## [Problem A]
Using the Grzybowski announcement, decide whether each statement agrees with it: (i) the award supplies $240,000 in research support across four years; (ii) Grzybowski holds the rank of full professor; (iii) his group studies actin binding proteins. Give yes or no for each, quoting the deciding words.
## [Problem B]
Proceed with the Grzybowski announcement, writing on from its final sentence.

## [Source text]
§ §

EVANSTON, Ill. --- Bartosz Grzybowski of Evanston, assistant professor of chemical and biological engineering at Northwestern University, has been named a 2006 Pew Scholar in the Biomedical Sciences by The Pew Charitable Trusts and the University of California at San Francisco (UCSF). The award provides $240,000 in research support over four years.
Grzybowski's research focuses on the development of new drugs and the experimental tools used to facilitate the practice of drug discovery. He is particularly interested in bioactive small molecules targeting cytoskeletal machinery and the motility of cells. His group focuses on actin binding proteins that, by crosslinking actin filaments in a network and/or facilitating its turnover, ensure efficient pushing of the membrane, protusion and consequent directional cell movement. The long-term objective of this work is to develop new chemotherapies preventing cancerous cells from acquiring a tissue-invasive, directional motility phenotype leading to metastasis, the major cause of mortality in cancer patients.

§ §

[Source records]
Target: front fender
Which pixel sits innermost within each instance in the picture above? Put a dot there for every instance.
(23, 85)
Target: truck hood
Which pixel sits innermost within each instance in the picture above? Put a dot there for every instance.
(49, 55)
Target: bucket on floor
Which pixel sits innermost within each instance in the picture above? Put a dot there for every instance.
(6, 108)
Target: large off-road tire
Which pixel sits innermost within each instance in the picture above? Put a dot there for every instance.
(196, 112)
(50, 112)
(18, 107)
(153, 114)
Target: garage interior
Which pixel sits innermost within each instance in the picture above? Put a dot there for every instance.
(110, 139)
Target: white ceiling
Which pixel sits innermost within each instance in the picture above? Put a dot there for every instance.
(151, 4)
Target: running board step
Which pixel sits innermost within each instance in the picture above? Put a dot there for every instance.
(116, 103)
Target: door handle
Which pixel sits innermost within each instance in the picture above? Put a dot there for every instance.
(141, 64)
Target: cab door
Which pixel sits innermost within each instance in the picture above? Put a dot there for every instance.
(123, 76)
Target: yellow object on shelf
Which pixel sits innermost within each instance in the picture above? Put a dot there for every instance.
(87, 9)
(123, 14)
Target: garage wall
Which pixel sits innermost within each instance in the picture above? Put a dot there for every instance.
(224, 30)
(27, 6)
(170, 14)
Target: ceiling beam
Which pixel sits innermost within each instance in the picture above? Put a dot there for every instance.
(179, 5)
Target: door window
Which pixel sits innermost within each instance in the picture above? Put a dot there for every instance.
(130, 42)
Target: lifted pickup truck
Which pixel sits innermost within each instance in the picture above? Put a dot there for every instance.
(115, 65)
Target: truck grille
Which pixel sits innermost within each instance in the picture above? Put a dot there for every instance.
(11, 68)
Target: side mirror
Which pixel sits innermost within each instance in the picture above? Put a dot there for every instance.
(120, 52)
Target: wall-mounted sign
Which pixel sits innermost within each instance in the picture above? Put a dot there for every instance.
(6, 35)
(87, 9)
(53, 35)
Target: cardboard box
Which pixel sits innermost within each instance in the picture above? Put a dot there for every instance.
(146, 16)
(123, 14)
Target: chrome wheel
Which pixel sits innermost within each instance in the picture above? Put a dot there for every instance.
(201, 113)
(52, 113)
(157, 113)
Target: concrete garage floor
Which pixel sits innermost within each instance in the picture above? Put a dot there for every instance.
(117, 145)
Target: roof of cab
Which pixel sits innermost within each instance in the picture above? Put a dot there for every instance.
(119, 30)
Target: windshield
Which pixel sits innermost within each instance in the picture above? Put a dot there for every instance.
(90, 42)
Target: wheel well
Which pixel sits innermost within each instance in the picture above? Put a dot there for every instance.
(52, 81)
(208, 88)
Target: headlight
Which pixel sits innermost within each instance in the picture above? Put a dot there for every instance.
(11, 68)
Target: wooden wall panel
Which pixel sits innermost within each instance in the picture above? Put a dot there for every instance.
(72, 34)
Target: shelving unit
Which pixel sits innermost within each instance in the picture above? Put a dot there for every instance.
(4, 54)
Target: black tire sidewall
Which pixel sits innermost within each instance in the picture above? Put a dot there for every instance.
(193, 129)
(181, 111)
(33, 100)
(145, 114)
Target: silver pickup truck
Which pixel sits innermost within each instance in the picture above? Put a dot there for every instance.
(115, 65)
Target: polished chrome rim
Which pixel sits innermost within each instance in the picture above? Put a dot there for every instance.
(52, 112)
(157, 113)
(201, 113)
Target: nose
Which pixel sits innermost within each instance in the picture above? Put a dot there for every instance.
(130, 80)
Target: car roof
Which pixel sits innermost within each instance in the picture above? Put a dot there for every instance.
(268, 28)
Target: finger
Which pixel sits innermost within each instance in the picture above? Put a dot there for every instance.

§ §

## [Written response A]
(i) Yes: "The award provides $240,000 in research support over four years."
(ii) No: "assistant professor of chemical and biological engineering at Northwestern University"
(iii) Yes: "His group focuses on actin binding proteins"

## [Written response B]
Grzybowski's group uses a variety of techniques ranging from rational drug discovery to biochemical and cell biological approaches. They design drug candidates using in silico combinatorial algorithms, synthesize the most promising molecules, and then test their activity in both nanoparticle protein-ligand binding assays, as well as in ensembles of micropatterned living cells of controlled shapes and minimal cell-to-cell heterogeneiety. Grzybowski hopes that this interdisciplinary approach -- one combining elements of cell biology, nanoscience, self-assembly and statistical mechanics -- will provide a basis for an integrated computer-to-drug technology platform and, ultimately, to better medicines for the cancer patients.
In addition to the Pew award, Grzybowski recently received a National Science Foundation CAREER Award, a 3M Non-tenured faculty grant and the American Chemical Society Division of Colloids and Interfaces Unilever Award.